━━ SOURCE MATERIAL

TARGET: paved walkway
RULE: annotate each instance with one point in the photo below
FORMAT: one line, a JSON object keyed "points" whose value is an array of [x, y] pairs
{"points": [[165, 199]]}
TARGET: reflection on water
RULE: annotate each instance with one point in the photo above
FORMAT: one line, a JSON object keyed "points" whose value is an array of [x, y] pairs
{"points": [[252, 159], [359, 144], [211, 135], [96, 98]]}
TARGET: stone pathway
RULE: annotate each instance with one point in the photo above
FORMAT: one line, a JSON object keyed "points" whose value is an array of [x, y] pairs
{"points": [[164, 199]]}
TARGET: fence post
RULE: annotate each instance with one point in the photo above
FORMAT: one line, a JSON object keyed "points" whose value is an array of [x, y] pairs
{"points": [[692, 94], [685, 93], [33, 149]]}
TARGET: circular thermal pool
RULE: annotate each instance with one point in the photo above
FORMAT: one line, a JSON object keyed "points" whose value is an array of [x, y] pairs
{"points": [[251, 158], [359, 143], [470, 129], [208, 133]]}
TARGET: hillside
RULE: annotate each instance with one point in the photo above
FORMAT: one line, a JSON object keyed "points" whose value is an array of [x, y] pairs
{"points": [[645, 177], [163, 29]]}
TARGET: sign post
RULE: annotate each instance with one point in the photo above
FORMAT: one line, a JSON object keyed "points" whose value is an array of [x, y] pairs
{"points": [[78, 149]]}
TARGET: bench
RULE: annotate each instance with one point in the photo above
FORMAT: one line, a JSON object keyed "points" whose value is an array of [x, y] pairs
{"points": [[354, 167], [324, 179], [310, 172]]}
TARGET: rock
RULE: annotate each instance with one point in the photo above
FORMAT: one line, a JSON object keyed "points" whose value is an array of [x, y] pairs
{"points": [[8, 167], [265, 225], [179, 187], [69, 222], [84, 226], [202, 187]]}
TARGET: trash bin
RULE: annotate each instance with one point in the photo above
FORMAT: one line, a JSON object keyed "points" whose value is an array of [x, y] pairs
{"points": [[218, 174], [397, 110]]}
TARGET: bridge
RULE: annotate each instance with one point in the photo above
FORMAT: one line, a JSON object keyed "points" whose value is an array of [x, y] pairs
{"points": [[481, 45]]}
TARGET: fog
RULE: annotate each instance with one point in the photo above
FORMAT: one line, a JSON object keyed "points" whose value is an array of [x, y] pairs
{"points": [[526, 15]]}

━━━━

#### WORK TO BE COMPLETED
Convert all of the data above into a two-column CSV whose header row is input,output. Give each text and its answer one row, with each value in a single quoted field and line breaks replaced by spaces.

#### ANSWER FOR THIS EXERCISE
input,output
"TARGET: paved walkway RULE: annotate each instance with one point in the photo below FORMAT: one line, a JSON object keyed ""points"" whose value is an array of [x, y] pairs","{""points"": [[165, 199]]}"
"TARGET: reflection on water RULE: annotate each instance with one point in the photo above FORMAT: one line, a JSON object keyed ""points"" whose value is an array of [x, y] pairs","{""points"": [[252, 159], [359, 144], [211, 135], [96, 98]]}"
"TARGET: stone pathway RULE: annotate each instance with one point in the photo above FORMAT: one line, a JSON object keyed ""points"" whose value is an array of [x, y] pairs","{""points"": [[164, 199]]}"
"TARGET: fence post RULE: annotate each instance with one point in the photo above FORMAT: one line, a JSON object keyed ""points"" whose value is an array of [x, y] pairs","{""points"": [[692, 94], [685, 93], [33, 149]]}"
"TARGET: circular thermal pool RULE: annotate each instance with one point in the photo above FORMAT: one line, a JSON object keyed ""points"" whose value is an array of [x, y] pairs","{""points"": [[251, 158], [359, 143], [470, 129], [208, 133]]}"
"TARGET: hillside RULE: annotate each instance with one point in the photo above FORMAT: one line, a JSON object keyed ""points"" whose value is an array of [x, y] pairs","{""points"": [[645, 177], [163, 29]]}"
"TARGET: sign post RULE: annotate each instance with one point in the photo above FORMAT: one line, a JSON object keyed ""points"" whose value is an array of [x, y] pairs","{""points"": [[78, 149]]}"
"TARGET: bench RULE: annotate each instance with one point in the photo above FORMAT: one line, a JSON object keyed ""points"" whose value is an array of [x, y] pairs","{""points"": [[354, 167], [324, 179], [310, 172]]}"
"TARGET: rock RULE: annotate each instance with one point in the photo above FORMAT: one line, a JSON object keyed ""points"" whose value is an array of [x, y] pairs","{""points"": [[8, 167], [265, 225], [179, 187], [69, 222], [84, 226], [202, 187]]}"
"TARGET: trash bin RULE: annotate each instance with one point in the photo above FORMAT: one line, a JSON object keyed ""points"" whose value is an array of [x, y] pairs","{""points"": [[218, 174], [397, 110]]}"
"TARGET: bridge RULE: annotate each instance with one point in the photo above FORMAT: one line, a JSON object keyed ""points"" whose value is an array of [x, y] pairs","{""points"": [[481, 45]]}"
"TARGET: fog RULE: annotate each instance with one point in the photo above FORMAT: one line, a JSON object keyed ""points"" whose value is an array of [x, y] pairs","{""points"": [[526, 15]]}"